Data extracted from a collection:
:::

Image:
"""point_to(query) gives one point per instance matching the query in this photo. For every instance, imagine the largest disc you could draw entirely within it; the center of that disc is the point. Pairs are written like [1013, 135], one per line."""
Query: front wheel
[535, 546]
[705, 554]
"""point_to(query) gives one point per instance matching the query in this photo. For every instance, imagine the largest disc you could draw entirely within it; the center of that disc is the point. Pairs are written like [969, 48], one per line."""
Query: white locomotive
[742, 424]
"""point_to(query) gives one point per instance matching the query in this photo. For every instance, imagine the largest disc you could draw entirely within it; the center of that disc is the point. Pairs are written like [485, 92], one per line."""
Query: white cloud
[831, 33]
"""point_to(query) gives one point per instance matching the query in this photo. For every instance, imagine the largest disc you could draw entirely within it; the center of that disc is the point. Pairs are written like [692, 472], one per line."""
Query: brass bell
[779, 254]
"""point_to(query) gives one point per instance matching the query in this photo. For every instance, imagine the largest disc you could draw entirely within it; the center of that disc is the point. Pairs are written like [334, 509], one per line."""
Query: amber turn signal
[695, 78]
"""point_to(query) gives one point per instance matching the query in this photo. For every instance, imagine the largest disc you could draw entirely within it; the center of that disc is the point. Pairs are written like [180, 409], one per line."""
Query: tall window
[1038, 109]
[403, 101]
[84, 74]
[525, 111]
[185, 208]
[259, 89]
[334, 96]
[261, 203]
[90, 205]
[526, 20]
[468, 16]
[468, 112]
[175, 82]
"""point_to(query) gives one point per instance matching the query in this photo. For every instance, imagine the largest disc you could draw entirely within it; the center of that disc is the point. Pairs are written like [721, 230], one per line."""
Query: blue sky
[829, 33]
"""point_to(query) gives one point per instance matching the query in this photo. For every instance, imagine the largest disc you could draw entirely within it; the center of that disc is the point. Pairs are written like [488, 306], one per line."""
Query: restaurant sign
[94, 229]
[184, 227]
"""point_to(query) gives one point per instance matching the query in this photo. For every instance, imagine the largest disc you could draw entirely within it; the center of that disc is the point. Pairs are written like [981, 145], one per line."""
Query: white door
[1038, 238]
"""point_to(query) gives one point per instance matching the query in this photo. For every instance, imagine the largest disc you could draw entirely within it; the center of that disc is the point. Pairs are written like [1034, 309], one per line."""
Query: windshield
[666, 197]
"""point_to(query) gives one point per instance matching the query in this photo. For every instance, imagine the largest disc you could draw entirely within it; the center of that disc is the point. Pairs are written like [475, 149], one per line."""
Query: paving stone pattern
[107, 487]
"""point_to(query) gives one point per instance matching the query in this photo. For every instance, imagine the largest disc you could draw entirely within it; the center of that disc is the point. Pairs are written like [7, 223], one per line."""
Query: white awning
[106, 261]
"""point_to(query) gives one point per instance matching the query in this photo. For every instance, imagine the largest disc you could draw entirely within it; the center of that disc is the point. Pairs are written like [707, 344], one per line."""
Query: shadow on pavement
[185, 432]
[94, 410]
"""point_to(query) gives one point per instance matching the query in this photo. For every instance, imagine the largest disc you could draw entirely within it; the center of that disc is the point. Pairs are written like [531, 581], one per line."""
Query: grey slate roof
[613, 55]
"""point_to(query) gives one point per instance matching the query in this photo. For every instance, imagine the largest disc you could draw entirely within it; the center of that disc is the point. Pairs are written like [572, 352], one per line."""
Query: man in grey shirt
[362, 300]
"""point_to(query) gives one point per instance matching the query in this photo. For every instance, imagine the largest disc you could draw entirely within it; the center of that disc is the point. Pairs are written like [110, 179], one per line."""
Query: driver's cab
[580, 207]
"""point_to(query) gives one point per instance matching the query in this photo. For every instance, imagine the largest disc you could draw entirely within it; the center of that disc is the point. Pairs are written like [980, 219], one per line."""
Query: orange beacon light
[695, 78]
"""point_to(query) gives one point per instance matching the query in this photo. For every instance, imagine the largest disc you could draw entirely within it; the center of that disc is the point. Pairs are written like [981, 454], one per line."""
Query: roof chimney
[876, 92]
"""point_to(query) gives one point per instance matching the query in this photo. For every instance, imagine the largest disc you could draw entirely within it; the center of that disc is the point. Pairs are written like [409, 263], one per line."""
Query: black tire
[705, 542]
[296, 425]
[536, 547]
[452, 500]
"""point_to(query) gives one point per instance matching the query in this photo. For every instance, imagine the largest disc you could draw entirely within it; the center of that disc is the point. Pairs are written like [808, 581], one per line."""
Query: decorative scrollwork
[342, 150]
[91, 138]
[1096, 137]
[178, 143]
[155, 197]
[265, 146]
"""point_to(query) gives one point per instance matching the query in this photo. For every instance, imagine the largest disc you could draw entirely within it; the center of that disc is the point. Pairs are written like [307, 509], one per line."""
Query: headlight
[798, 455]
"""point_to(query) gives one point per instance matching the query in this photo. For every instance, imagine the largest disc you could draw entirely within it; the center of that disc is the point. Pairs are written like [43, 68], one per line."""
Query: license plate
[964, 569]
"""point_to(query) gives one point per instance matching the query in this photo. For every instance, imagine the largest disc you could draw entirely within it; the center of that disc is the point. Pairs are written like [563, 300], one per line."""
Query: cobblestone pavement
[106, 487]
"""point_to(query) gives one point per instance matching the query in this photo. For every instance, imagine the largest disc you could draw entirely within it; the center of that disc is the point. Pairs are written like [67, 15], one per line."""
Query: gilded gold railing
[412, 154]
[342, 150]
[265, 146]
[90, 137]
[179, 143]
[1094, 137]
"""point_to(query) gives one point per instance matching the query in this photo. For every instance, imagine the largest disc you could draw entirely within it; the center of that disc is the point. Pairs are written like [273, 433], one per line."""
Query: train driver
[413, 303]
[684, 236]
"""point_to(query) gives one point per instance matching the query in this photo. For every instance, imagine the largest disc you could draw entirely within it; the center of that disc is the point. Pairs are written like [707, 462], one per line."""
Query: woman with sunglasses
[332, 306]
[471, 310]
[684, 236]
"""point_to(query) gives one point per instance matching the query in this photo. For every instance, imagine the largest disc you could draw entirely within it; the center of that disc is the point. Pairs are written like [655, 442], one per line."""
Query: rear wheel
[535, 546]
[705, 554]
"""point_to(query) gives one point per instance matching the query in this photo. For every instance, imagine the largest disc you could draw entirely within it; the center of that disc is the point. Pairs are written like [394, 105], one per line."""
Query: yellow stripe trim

:::

Work to complete.
Retype the records above in full, exactly.

Solved exercise.
Image:
"""point_to(query) gives one point per instance matching the query in this photo. For every instance, imagine the largest disc you could draw entirely within it; the center of that disc is the point. Pairs are written like [1013, 135], one per line."""
Query: front wheel
[535, 546]
[705, 554]
"""point_to(query) gives one point per instance matching the query in this photo. For every instance, imagine the largest disc you could draw entirely within it; the center of that disc is the point. Pairs are written like [969, 48], one per line."""
Query: white locomotive
[742, 424]
"""point_to(query) gives one point per instance matching the query in this photo. For every instance, imagine the largest disc you could draw entirely within it; the center of that disc is the point. Pairs are written like [485, 92], one per line."""
Query: white cloud
[831, 33]
"""point_to(query) gives one point per instance matching the query in this photo. For every instance, imagine the largest disc you could draw entirely within it; the center of that disc is the point. Pairs are written like [692, 472], one per line."""
Query: brass bell
[779, 254]
"""point_to(query) gives one point per instance matching the query in this photo. For every instance, imagine the largest disc you could draw entirely within it; the center of that disc is the point. Pairs are written like [334, 509], one per line."""
Query: amber turn signal
[695, 78]
"""point_to(query) gives one point per instance matching the query in this photo. For every instance, imagine the largest disc you could draw entirely within it; the center of that disc is the point. Pairs are written like [180, 409], one per line."""
Query: tall window
[1038, 109]
[403, 101]
[84, 74]
[525, 111]
[185, 208]
[259, 89]
[334, 96]
[261, 203]
[90, 205]
[526, 20]
[468, 16]
[468, 112]
[175, 82]
"""point_to(query) gives one point per instance matching the query in this photo. For every instance, imagine the largest disc you could draw entirely within it; the center of that disc is the point. Pairs are written like [721, 230], one per line."""
Query: blue sky
[829, 33]
"""point_to(query) gives one point per instance matching the query in this photo. For every instance, imagine the largest disc you could draw entirely within it; the center of that disc is the point. Pairs are written like [488, 306], one per line."""
Query: restaurant sign
[94, 229]
[184, 227]
"""point_to(query) gives one point per instance matching the query in this photo. For every instance, imagine the largest disc you could draw entirely within it; the center of that disc is the point. Pairs are written like [981, 145], one per line."""
Query: white door
[1038, 238]
"""point_to(query) gives one point per instance matching the query in this photo. For every instance, imagine the largest disc you could draw entirely within it; the center of that disc is the point. Pairs are written like [1034, 309], one per line."""
Query: windshield
[666, 197]
"""point_to(query) gives one point per instance matching the query in this photo. For every instance, imagine the largest disc you could draw entirely within it; the center of that disc is the point. Pairs are written like [475, 149], one per line."""
Query: paving stone pattern
[107, 487]
"""point_to(query) gives one point per instance matching the query in this photo. For every instance, imagine the largest disc you could draw entirely within it; the center of that disc is the point. Pairs are written like [7, 223], one per line."""
Query: white awning
[106, 261]
"""point_to(query) gives one point per instance matching the query in this photo. For every instance, imagine the largest disc you could draw entirely within it; the center of that disc is the point. Pairs are written like [707, 344], one per line."""
Query: shadow on pavement
[185, 432]
[94, 410]
"""point_to(query) gives one point per instance matching the query in this photo. For every instance, imagine the largest disc you could draw entirely within it; the center of that disc is the point. Pairs are written like [531, 581], one per line."""
Query: grey slate roof
[613, 55]
"""point_to(query) gives one point per instance matching the query in this photo. For every instance, imagine the largest disc you could draw entirely within it; the center of that disc is the point. Pairs are written like [572, 352], one per line."""
Query: man in grey shirt
[362, 300]
"""point_to(query) gives one point per instance matching the query in this photo. For every instance, imagine the largest disc you could draw entirely within it; the center of that disc is the point. Pairs are written like [110, 179], one per line."""
Query: driver's cab
[580, 207]
"""point_to(query) gives one point per instance matching the query in this photo. For every instance, imagine the largest disc you could draw entirely within it; the center of that disc is the point. Pairs are written like [980, 219], one per line."""
Query: orange beacon light
[695, 78]
"""point_to(query) gives one point per instance matching the query in this photo. For every instance, imagine the largest disc you could draw entirely within it; the center of that disc is the point. Pairs are written like [981, 454], one per line."""
Query: roof chimney
[876, 92]
"""point_to(query) gives one point per instance matching the query in this photo. For every instance, imagine the largest disc you could draw entirely within it; the center of that disc is the point. Pairs are written like [409, 263], one per line."""
Query: black tire
[705, 542]
[296, 425]
[536, 547]
[452, 500]
"""point_to(query) gives one point per instance matching the query in this photo. For every instance, imagine the largest disc you could draw entirely within it; the center of that disc is the point. Pairs are written like [808, 581], one per line."""
Query: decorative scrollwork
[342, 150]
[91, 138]
[1096, 137]
[178, 143]
[155, 197]
[265, 146]
"""point_to(query) gives one point per instance matching the query in this photo. For every instance, imagine the largest disc you could draw entirely within it; the center of that disc is the point. Pairs are written like [307, 509], one per line."""
Query: headlight
[798, 455]
"""point_to(query) gives one point per instance matching the query in this photo. For every instance, imagine the largest disc you could draw entirely within it; the center of that disc is the point. Pairs are written like [43, 68], one per line."""
Query: license plate
[964, 569]
"""point_to(query) gives one point per instance matching the query in this photo. For every instance, imagine the largest disc you could draw entirely within it; the center of that disc is the point. Pairs are written like [563, 300], one per line."""
Query: cobblestone pavement
[106, 487]
"""point_to(query) gives one point per instance matching the query in this photo. For every instance, imagine the largest disc you could draw entirely within it; the center of that disc is the point. Pairs are written like [67, 15], one per line."""
Query: gilded gold railing
[412, 154]
[342, 150]
[265, 146]
[90, 137]
[179, 143]
[1094, 137]
"""point_to(query) gives one point per instance matching the query in this photo. For every instance, imagine the largest disc you could draw entirely within it; the center of that disc is the point. Pairs are written like [273, 433], one per line."""
Query: train driver
[413, 303]
[684, 236]
"""point_to(query) gives one point per instance matching the query in this photo. For every instance, imagine the largest disc you could draw entirely within it; the center of that disc is the point. Pairs are written like [707, 462], one per line."""
Query: woman with sunglasses
[332, 306]
[471, 310]
[684, 236]
"""point_to(query) gives one point per instance matching the query in this photo. For every instance, imagine the largest disc you could draw entirely within it; the center of that disc is the point. Pairs are written like [655, 442], one per line."""
Query: rear wheel
[535, 546]
[705, 554]
"""point_to(query) gives one point per instance matching the query in this photo. For every instance, imagine the largest disc you could draw entirely within it; the center of that disc is the point. Pairs are written like [394, 105], one per line."""
Query: yellow stripe trim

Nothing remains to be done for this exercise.